— Start Document section —
All (or most) glider data for 2014 through 2018 appears to me missing from the IOOS Glider DAC. Where is it?
Hi Robert,
What access point are you using to view the datasets?
I see all of our expected deployments on the ERDDAP page:
https://gliders.ioos.us/erddap/info/index.html?page=1&itemsPerPage=1000
Thanks,
Collin
NSF OOI was not submitting glider data until well into 2018. I don’t know if there is a plan to back fill the NOAA IOOS DAC archive with NSF OOI data, but I agree that would be a nice service to provide to the community … a single point of contact for “all” (most) glider deployments in U.S. EEZ.
Hi Collin,
Thanks for the reply!
I see that most or all of the Coastal Pioneer glider profiles for 2014 are in the ERDDAP dataset, indeed. Thanks.
But they’re not available in the map page. I routinely search for glider files by using:
IOOS Gliders Map - Catalog - Catalog
None of the cp glider tracks for 2014 through 2018 show up here. When I last downloaded them ca. 18 months ago I could see the glider tracks. Where did they go?
Also, the cp glider files currently in the ERDDAP page you sent do not have the QARTOD quality flags included, and I know these were updated sometime in the last 18 months to include the latest QARTOD QA/QC protocol. Where are these data?
Thanks,
Bob
Hi Bob,
Building off of Collin’s ERDDAP answer, here is some Python code that will list all of the glider datasets that occur near the New England Pioneer Array. You can modify the lat, lon, and time bounding limits to find deployments of interest. Note that this lists ALL datasets from the GliderDAC, not just the Pioneer Array. If you want to whittle it down, PA datasets have the ‘cp_’ prefix.
— End Document section —
What you have to do: Please return the part of the glider data thread between "I see all of" and "dataset, indeed. Thanks.", inclusive, copied word for word.
— Start Records —
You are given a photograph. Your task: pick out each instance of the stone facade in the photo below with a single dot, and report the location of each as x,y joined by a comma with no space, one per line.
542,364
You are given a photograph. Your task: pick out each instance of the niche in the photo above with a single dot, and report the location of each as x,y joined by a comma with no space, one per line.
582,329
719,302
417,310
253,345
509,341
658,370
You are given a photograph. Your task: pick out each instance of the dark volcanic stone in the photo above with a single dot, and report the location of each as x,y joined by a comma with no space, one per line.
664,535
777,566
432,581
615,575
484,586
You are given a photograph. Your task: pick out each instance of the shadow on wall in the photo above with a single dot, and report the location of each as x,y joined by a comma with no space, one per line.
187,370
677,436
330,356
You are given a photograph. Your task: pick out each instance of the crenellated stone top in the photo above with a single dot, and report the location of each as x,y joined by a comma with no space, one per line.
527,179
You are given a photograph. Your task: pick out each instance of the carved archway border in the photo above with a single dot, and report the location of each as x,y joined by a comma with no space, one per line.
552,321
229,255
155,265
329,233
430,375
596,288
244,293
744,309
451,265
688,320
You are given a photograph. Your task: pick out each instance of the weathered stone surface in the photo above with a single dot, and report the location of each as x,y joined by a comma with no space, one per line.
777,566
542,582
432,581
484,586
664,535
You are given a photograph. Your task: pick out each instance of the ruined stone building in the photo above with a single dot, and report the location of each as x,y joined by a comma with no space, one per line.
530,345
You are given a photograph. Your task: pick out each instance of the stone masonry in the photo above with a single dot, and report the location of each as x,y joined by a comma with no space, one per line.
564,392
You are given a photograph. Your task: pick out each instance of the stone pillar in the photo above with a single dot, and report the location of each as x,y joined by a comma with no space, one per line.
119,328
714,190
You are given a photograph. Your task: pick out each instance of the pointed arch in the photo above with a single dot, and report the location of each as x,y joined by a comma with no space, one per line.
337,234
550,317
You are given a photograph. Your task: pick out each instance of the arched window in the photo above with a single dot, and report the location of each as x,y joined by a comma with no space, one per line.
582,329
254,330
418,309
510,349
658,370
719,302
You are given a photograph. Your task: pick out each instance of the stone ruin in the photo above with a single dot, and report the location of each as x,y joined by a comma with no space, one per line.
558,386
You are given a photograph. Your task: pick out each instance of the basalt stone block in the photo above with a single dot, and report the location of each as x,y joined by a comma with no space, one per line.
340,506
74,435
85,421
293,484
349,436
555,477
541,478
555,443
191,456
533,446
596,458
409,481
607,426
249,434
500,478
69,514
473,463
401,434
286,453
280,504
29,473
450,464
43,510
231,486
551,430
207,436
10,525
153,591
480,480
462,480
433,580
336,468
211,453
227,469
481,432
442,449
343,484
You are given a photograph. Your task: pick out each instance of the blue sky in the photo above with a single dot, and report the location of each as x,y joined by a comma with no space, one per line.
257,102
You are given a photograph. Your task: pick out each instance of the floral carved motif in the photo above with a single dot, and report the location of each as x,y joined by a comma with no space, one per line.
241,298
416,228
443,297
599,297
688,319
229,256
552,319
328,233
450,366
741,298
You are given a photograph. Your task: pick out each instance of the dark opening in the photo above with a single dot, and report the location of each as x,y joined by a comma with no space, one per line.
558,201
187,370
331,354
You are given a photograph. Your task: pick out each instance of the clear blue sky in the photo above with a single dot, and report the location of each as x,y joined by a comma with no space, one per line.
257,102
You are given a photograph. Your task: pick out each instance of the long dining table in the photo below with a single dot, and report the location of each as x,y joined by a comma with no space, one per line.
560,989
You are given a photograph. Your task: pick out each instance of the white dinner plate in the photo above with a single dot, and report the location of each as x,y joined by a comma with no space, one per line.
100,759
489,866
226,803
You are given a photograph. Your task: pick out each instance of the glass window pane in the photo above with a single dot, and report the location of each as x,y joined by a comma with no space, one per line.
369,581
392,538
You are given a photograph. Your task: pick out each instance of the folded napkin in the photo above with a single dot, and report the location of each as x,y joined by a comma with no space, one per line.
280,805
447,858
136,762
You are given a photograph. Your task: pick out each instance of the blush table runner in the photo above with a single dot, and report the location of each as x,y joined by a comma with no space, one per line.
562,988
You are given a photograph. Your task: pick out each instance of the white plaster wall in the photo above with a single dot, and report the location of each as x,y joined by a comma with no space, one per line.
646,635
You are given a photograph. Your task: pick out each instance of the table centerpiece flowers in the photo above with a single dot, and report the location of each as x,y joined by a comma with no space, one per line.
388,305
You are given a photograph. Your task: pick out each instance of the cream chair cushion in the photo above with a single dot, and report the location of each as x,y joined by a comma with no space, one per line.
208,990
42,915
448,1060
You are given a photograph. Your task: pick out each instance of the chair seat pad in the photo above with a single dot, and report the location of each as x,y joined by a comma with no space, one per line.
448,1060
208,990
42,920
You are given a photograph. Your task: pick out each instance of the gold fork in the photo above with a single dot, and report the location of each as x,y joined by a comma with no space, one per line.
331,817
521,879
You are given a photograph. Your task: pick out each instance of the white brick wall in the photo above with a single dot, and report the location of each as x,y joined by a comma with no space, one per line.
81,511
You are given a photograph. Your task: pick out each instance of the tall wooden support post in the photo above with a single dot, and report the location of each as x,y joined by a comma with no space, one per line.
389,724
— End Records —
Answer in full:
I see all of our expected deployments on the ERDDAP page:
https://gliders.ioos.us/erddap/info/index.html?page=1&itemsPerPage=1000
Thanks,
Collin
NSF OOI was not submitting glider data until well into 2018. I don’t know if there is a plan to back fill the NOAA IOOS DAC archive with NSF OOI data, but I agree that would be a nice service to provide to the community … a single point of contact for “all” (most) glider deployments in U.S. EEZ.
Hi Collin,
Thanks for the reply!
I see that most or all of the Coastal Pioneer glider profiles for 2014 are in the ERDDAP dataset, indeed. Thanks.